▼

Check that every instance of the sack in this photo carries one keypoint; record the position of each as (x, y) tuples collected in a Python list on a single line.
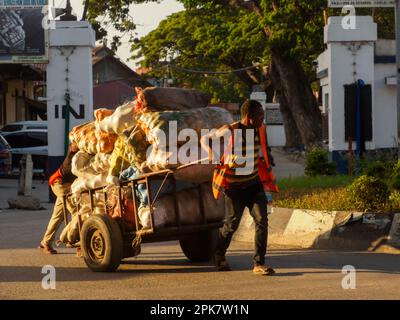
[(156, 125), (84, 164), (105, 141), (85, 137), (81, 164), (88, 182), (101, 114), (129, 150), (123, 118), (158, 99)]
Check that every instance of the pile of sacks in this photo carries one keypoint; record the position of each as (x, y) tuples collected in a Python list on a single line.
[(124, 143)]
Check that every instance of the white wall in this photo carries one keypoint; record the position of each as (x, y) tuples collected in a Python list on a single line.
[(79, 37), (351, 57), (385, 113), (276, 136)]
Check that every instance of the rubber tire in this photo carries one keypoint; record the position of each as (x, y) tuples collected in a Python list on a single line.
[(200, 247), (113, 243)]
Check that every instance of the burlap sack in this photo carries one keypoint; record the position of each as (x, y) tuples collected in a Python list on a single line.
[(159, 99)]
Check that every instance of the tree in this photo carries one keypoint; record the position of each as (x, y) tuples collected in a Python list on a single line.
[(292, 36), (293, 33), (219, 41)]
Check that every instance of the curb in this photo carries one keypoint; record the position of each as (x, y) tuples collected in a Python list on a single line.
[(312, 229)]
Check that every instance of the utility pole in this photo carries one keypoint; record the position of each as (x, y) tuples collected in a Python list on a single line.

▲

WORK TO BE COMPLETED
Reproduce every entry above word for word, omitting the picture.

REPLY
Check that every instance of the sack in this photo carries one keypoint; record the position of each as (x, y) tuples collected in a Python list on a single line.
[(156, 125), (84, 164), (105, 141), (85, 137), (81, 164), (88, 182), (101, 114), (129, 150), (123, 118), (158, 99)]
Check that every instance of the pile of sacks in this photo carries one keypoint; record the position of each as (x, y) tuples collected in a Python list on a single line.
[(124, 143)]
Check that every instance of the white wall in this photo carries one keypoint; record the position of each as (x, y) tuples collected in a Python list on a single line.
[(79, 37), (351, 57), (385, 113), (276, 136)]
Check that every instance of the rubber tire in this photo carries one keypoint; record the position of each as (x, y) tuples collected in a Python list on a single line.
[(200, 247), (113, 243)]
Check that every instance of the burlap sack in this photo carries one keypoint; record the position of each as (x, y) tuples collected in a Python list on a single line.
[(159, 99)]
Check that every instance of the tree in this photo carries one keypoint; record the position of each as (x, y) tuples collected in a Python list on a single line.
[(292, 36), (293, 33), (219, 41)]
Check that every instance of the curb in this photo carries one keypoint; record the position of each as (x, y) tuples collected in a Python list on a single line.
[(312, 229)]
Check that every instance of the utility pole in this photo carries one keypoint; record the position of each as (x, y) tuples collected in a Python list on a single line.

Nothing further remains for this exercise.